** EXERCISE BRIEF **
Render every line of the records below as a JSON list of strings, one string per line, skipping blank lines. Leave the pictures out of the answer.

** MATERIAL SUPPLIED **

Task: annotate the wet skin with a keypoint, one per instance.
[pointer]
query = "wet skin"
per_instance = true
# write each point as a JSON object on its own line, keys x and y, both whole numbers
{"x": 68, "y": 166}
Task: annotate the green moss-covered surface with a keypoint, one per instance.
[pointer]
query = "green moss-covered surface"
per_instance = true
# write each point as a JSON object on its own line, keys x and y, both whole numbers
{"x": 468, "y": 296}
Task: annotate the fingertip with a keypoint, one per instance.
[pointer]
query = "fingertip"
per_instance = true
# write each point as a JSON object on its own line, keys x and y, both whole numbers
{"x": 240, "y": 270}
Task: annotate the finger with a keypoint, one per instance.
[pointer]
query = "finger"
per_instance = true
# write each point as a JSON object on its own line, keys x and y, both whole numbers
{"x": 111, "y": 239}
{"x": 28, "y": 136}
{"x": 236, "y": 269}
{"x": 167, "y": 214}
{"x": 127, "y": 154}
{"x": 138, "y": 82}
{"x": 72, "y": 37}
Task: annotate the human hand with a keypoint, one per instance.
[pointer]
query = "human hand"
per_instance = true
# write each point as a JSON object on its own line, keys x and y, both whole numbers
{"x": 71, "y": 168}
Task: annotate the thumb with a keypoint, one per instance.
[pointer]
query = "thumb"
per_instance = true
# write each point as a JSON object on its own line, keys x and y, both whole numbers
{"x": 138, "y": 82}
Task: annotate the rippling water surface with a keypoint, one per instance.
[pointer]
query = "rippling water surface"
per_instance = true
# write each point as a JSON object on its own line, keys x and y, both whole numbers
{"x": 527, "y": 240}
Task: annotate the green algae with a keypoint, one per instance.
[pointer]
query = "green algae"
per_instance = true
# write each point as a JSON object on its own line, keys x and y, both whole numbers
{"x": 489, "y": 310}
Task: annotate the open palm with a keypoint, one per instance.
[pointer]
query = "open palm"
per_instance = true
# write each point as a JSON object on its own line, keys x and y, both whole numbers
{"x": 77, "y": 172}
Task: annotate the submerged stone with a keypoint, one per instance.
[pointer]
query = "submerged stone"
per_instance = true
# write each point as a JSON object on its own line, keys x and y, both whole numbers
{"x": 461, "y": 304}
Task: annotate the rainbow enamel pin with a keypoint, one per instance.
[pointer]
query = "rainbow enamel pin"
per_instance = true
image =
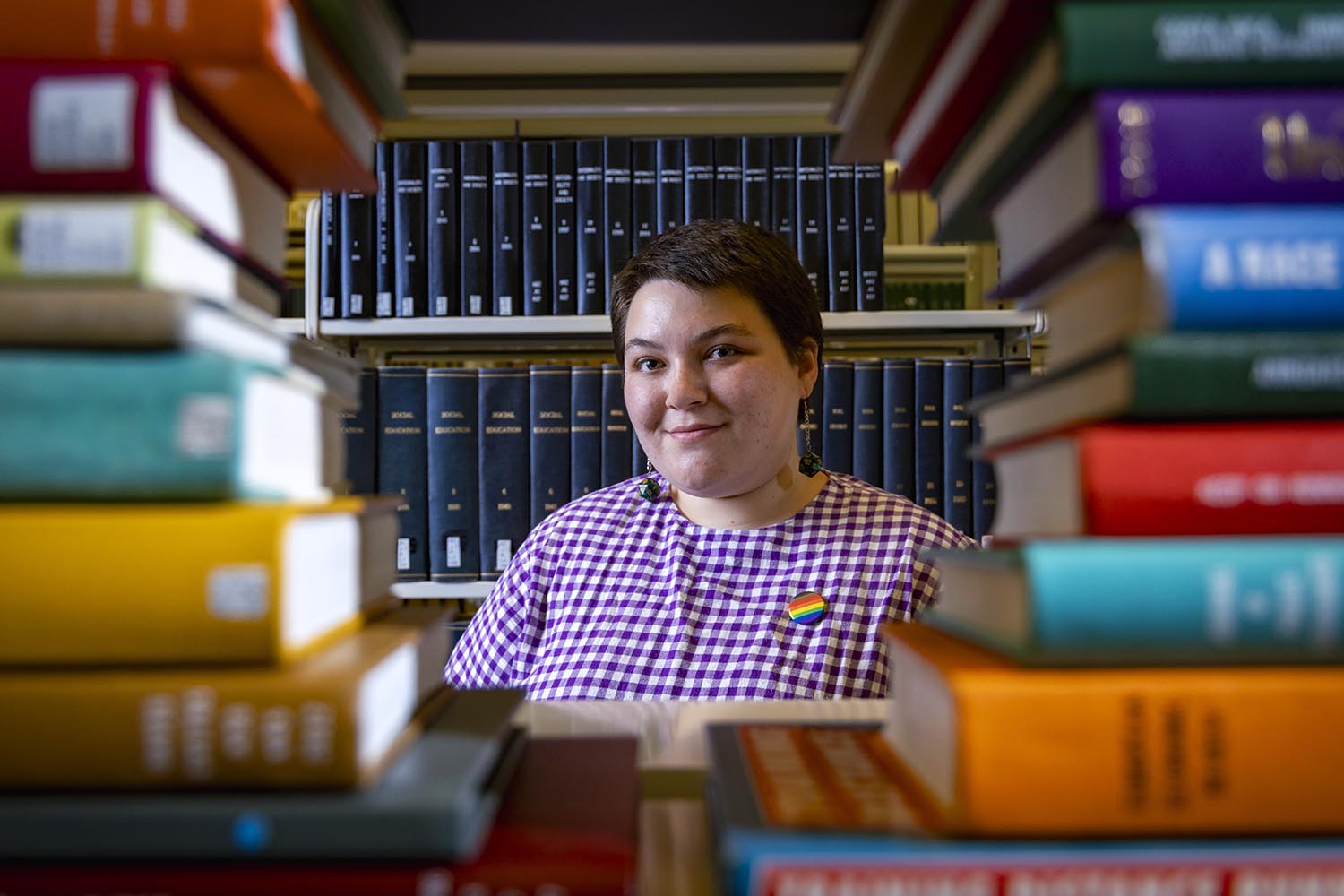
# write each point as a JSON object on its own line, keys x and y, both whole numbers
{"x": 806, "y": 607}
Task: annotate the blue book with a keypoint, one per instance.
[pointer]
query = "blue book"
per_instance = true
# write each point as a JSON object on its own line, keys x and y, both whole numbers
{"x": 956, "y": 444}
{"x": 838, "y": 417}
{"x": 402, "y": 463}
{"x": 1172, "y": 600}
{"x": 504, "y": 465}
{"x": 585, "y": 430}
{"x": 360, "y": 430}
{"x": 867, "y": 422}
{"x": 451, "y": 397}
{"x": 898, "y": 426}
{"x": 548, "y": 406}
{"x": 617, "y": 452}
{"x": 929, "y": 435}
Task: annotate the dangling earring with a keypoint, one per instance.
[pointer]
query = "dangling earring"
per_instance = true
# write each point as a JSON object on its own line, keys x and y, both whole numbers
{"x": 650, "y": 487}
{"x": 809, "y": 463}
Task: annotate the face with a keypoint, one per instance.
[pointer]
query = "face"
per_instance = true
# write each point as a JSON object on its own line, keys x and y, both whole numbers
{"x": 710, "y": 389}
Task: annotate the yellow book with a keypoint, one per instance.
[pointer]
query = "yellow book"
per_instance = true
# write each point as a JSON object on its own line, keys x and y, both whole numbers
{"x": 191, "y": 582}
{"x": 330, "y": 720}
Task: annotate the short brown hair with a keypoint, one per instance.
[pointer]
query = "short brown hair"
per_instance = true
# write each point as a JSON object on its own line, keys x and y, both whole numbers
{"x": 715, "y": 253}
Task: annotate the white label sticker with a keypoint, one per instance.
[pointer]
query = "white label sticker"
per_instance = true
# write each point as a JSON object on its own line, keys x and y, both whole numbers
{"x": 82, "y": 124}
{"x": 77, "y": 239}
{"x": 238, "y": 591}
{"x": 204, "y": 425}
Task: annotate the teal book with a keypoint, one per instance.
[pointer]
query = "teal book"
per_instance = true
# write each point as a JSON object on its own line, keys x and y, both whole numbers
{"x": 1215, "y": 600}
{"x": 168, "y": 425}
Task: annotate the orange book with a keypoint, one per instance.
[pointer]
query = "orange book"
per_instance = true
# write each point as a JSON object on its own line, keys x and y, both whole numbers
{"x": 252, "y": 64}
{"x": 1008, "y": 751}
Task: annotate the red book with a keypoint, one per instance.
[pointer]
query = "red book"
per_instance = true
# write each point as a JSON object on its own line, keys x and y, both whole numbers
{"x": 1174, "y": 478}
{"x": 567, "y": 825}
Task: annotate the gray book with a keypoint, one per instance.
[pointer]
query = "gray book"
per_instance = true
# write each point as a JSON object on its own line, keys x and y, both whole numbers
{"x": 435, "y": 801}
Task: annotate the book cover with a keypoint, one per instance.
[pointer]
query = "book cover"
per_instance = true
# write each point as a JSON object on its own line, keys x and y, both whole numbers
{"x": 402, "y": 463}
{"x": 1002, "y": 750}
{"x": 452, "y": 394}
{"x": 443, "y": 239}
{"x": 503, "y": 465}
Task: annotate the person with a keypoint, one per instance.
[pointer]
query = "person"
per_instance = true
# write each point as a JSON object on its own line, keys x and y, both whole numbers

** WRITTEN RESPONSE **
[
  "Task: annotate the wet skin with a keypoint, one per instance.",
  "[pointer]",
  "query = \"wet skin\"",
  "per_instance = true",
  "# write each point as a JSON object on its own line, keys x and y, both whole numbers",
  "{\"x\": 68, \"y\": 166}",
  "Task: annotate the green moss-covered surface with a keypoint, one per instance.",
  "[pointer]",
  "query = \"green moss-covered surface\"",
  "per_instance = true",
  "# write each point as a JSON object on its own line, keys x and y, both whole numbers",
  "{\"x\": 468, \"y\": 296}",
  "Task: annotate the fingertip with a keypoint, one per instance.",
  "[pointer]",
  "query = \"fingertip\"",
  "per_instance = true",
  "# write each point as a JSON object on its own line, keys x and y, both whole numbers",
  "{\"x\": 240, \"y\": 270}",
  "Task: annotate the finger with a keypoint, one per instance.",
  "[pointer]",
  "query = \"finger\"",
  "per_instance = true",
  "# write each point as a JSON object on its own line, keys x and y, both whole numbers",
  "{\"x\": 111, \"y\": 239}",
  "{\"x\": 28, \"y\": 136}",
  "{\"x\": 236, \"y\": 269}",
  "{\"x\": 167, \"y\": 214}",
  "{\"x\": 127, \"y\": 154}",
  "{\"x\": 138, \"y\": 82}",
  "{\"x\": 72, \"y\": 37}",
  "Task: annotate the human hand with a keypoint, one per instance.",
  "[pointer]",
  "query = \"human hand\"",
  "per_instance = true",
  "# write each point as a JSON object on its own line, keys x and y, both whole numbers",
  "{\"x\": 71, \"y\": 168}",
  "Task: annotate the thumb with a keypoint, one per instance.",
  "[pointer]",
  "query = \"thumb\"",
  "per_instance = true",
  "# write each point as a JSON object on its own line, keys x and y, both whole numbers",
  "{\"x\": 138, \"y\": 82}",
  "Task: annotate the rippling water surface with a keypoint, one per instance.",
  "[pointer]",
  "query = \"rippling water surface\"",
  "per_instance = true",
  "# write each point as a JSON object on its own line, keys x and y, both whole numbers",
  "{\"x\": 527, \"y\": 240}",
  "Task: annotate the green algae with a keypoint, one per instance.",
  "[pointer]",
  "query = \"green algae\"",
  "per_instance = true",
  "# write each point as a JSON object on its own line, keys x and y, both whole numbers",
  "{\"x\": 489, \"y\": 310}",
  "Task: annotate the open palm with a keypoint, one per instance.",
  "[pointer]",
  "query = \"open palm\"",
  "per_instance = true",
  "# write each point as a JSON object on its own line, keys x and y, both whole numbers",
  "{\"x\": 77, \"y\": 172}",
  "Task: annotate the submerged stone with a keypoint, one per instance.",
  "[pointer]",
  "query = \"submerged stone\"",
  "per_instance = true",
  "# write each point as a JSON object on its own line, keys x and y, both whole numbers",
  "{\"x\": 461, \"y\": 304}",
  "Task: annotate the rainbow enamel pin with a keypoint, one per instance.",
  "[pointer]",
  "query = \"rainbow enamel pin\"",
  "per_instance = true",
  "image =",
  "# write each point as a JSON object on its own line, keys x and y, both whole numbers",
  "{\"x\": 806, \"y\": 607}",
  "Task: annotate the blue book with a keypoint, one per instance.",
  "[pointer]",
  "query = \"blue book\"",
  "per_instance = true",
  "# write each point as a JSON object on its own line, keys x and y, both whole numbers",
  "{\"x\": 956, \"y\": 444}",
  "{\"x\": 838, \"y\": 417}",
  "{\"x\": 402, \"y\": 463}",
  "{\"x\": 1172, \"y\": 600}",
  "{\"x\": 504, \"y\": 465}",
  "{\"x\": 585, \"y\": 430}",
  "{\"x\": 360, \"y\": 430}",
  "{\"x\": 867, \"y\": 422}",
  "{\"x\": 451, \"y\": 397}",
  "{\"x\": 898, \"y\": 426}",
  "{\"x\": 548, \"y\": 406}",
  "{\"x\": 617, \"y\": 452}",
  "{\"x\": 929, \"y\": 435}",
  "Task: annotate the dangling earring with a keypoint, one per instance.",
  "[pointer]",
  "query = \"dangling earring\"",
  "per_instance = true",
  "# write each point as a JSON object on its own line, keys x and y, both whole numbers",
  "{\"x\": 650, \"y\": 487}",
  "{\"x\": 809, \"y\": 463}",
  "Task: annotate the face with a keypoint, one per instance.",
  "[pointer]",
  "query = \"face\"",
  "per_instance = true",
  "# write each point as a JSON object on its own line, keys x and y, both whole numbers",
  "{\"x\": 710, \"y\": 389}",
  "Task: annotate the yellow book with a keypoint, one per instance.",
  "[pointer]",
  "query = \"yellow book\"",
  "per_instance = true",
  "# write each point as a JSON object on its own line, keys x and y, both whole numbers",
  "{\"x\": 191, \"y\": 582}",
  "{\"x\": 330, \"y\": 720}",
  "Task: annotate the short brown hair with a keypoint, one per instance.",
  "[pointer]",
  "query = \"short brown hair\"",
  "per_instance = true",
  "# write each point as a JSON object on its own line, keys x and y, both whole numbers",
  "{\"x\": 715, \"y\": 253}",
  "Task: annotate the white label sticker with a keypoint, one per instance.",
  "[pointer]",
  "query = \"white label sticker\"",
  "per_instance = true",
  "# write each point as a JSON object on its own line, keys x and y, both whole numbers",
  "{\"x\": 82, \"y\": 124}",
  "{\"x\": 77, \"y\": 239}",
  "{\"x\": 238, \"y\": 591}",
  "{\"x\": 204, \"y\": 425}",
  "Task: annotate the teal book with a keypoint, one per instance.",
  "[pointer]",
  "query = \"teal book\"",
  "per_instance = true",
  "# write each point as a JSON object on its own line, keys x and y, both whole numbers",
  "{\"x\": 1215, \"y\": 600}",
  "{\"x\": 168, \"y\": 425}",
  "Task: annotate the orange book with a keypoint, one per instance.",
  "[pointer]",
  "query = \"orange book\"",
  "per_instance = true",
  "# write each point as a JSON object on its own line, keys x and y, both whole numbers",
  "{\"x\": 252, \"y\": 64}",
  "{\"x\": 1008, \"y\": 751}",
  "Task: annotate the red book with a keypoint, one per instance.",
  "[pointer]",
  "query = \"red book\"",
  "per_instance = true",
  "# write each point as a JSON object on its own line, keys x and y, both whole numbers",
  "{\"x\": 1174, \"y\": 478}",
  "{\"x\": 567, \"y\": 825}",
  "Task: annotate the gray book with a keypoint, one per instance.",
  "[pointer]",
  "query = \"gray book\"",
  "per_instance = true",
  "# write each point as a JSON object on its own line, keys x and y, both whole numbers",
  "{\"x\": 435, \"y\": 801}",
  "Task: annotate the book cover with a keypoint, one per instance.",
  "[pointer]",
  "query = \"book cover\"",
  "per_instance = true",
  "# write each point as a JSON object on its own line, keys x and y, both whole numbers",
  "{\"x\": 402, \"y\": 463}",
  "{\"x\": 1002, \"y\": 750}",
  "{\"x\": 452, \"y\": 394}",
  "{\"x\": 443, \"y\": 239}",
  "{\"x\": 503, \"y\": 465}",
  "Task: annotate the person with a keypoint, one per instance.",
  "[pointer]",
  "query = \"person\"",
  "per_instance = true",
  "# write each point as a JSON object on its own line, keys x and y, both whole numbers"
]